Entries supplied —

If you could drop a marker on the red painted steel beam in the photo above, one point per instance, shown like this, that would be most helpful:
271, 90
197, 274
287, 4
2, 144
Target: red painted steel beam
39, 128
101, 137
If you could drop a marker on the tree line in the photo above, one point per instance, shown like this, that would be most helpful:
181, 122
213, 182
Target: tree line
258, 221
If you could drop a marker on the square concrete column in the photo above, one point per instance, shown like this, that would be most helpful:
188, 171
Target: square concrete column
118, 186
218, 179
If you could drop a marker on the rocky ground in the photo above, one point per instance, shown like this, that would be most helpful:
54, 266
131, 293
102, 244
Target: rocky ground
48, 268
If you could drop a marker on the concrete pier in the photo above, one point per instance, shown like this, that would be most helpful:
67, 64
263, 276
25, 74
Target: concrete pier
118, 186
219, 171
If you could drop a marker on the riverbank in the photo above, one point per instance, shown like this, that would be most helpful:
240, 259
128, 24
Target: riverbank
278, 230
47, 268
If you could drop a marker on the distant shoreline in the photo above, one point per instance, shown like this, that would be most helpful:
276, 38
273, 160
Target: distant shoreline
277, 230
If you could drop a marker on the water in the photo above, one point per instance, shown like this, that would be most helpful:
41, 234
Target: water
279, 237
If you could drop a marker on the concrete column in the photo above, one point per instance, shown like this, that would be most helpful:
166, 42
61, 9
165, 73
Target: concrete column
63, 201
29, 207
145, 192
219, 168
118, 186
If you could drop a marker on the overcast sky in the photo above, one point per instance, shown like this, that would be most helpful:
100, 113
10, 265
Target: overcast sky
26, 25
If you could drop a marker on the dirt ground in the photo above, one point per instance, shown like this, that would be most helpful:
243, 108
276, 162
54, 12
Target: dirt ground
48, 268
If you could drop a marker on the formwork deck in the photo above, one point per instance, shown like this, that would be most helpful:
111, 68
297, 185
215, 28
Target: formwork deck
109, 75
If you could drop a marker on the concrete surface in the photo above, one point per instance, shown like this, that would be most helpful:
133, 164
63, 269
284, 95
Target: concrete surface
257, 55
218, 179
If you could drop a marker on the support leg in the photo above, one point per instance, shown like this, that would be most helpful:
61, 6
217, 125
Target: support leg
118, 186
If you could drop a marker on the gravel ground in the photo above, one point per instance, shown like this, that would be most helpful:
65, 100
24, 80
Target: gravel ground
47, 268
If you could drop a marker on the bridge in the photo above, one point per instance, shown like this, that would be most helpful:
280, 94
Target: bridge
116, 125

Task — Every line of the listing should be repeated exactly.

Solution for this problem —
If you could drop a marker on the red painted steel beam in the photo above, one point per instance, shown like this, that would be most helpful:
271, 90
197, 274
287, 4
2, 144
Target: red painted steel beam
39, 128
101, 137
If you could drop a marker on the tree line in the photo above, one point per instance, shown like this, that would be most helpful:
181, 122
213, 182
Target: tree line
258, 221
If you could drop a marker on the square concrete column in the photo above, one point per instance, shown like this, that would be most helpful:
188, 171
Target: square concrete column
118, 186
218, 179
If you could drop a marker on the rocky ground in the photo above, one point per instance, shown like this, that would be most helpful:
54, 266
131, 293
102, 244
Target: rocky ground
48, 268
If you could drop a marker on the concrete pier in the photo above, one point per instance, shown like this, that would be most helpful:
67, 64
263, 276
25, 74
Target: concrete pier
118, 186
219, 171
If you could drop a marker on the riverbank in the photo above, one point per instance, shown like this, that would be most helpful:
240, 259
128, 24
Target: riverbank
278, 230
47, 268
If you could drop a marker on the distant shoreline in the photo above, one point per instance, shown like this, that would be most helpful:
276, 38
273, 160
Target: distant shoreline
277, 230
If you could drop a marker on the water in the photo above, one point per instance, shown like this, that would be most helpful:
41, 234
Target: water
279, 237
If you could drop a marker on the concrete column in the photo above, one point per instance, shown like this, that would be most helpful:
166, 42
61, 9
165, 73
Target: concrete column
63, 201
29, 207
145, 192
219, 168
118, 186
If you could drop a marker on the overcast sky in the photo above, one point per instance, shown like this, that would be most helpful:
100, 113
10, 265
Target: overcast sky
26, 25
If you could drop a marker on the dirt ground in the photo above, one point per instance, shown like this, that would be most helpful:
243, 108
276, 162
54, 12
Target: dirt ground
48, 268
If you could drop a marker on the formwork deck in the photo above, one point per instance, shown like this, that would be most helpful:
111, 68
297, 185
215, 28
Target: formwork deck
109, 75
If you could drop a marker on the concrete surface in the photo above, one point per instance, shown like this, that would be most helpful:
133, 164
63, 269
284, 95
Target: concrete surface
257, 55
218, 179
If you could drop a marker on the support leg in the photo above, one point per instance, shown like this, that would be most helpful:
61, 6
217, 125
Target: support leg
118, 186
If you could drop a marker on the gravel ground in the photo above, one point per instance, shown like this, that would be most helpful:
65, 100
24, 80
Target: gravel ground
47, 268
If you could drop a marker on the bridge in the photo above, one point per instance, shown like this, that would be most helpful:
280, 94
Target: bridge
116, 125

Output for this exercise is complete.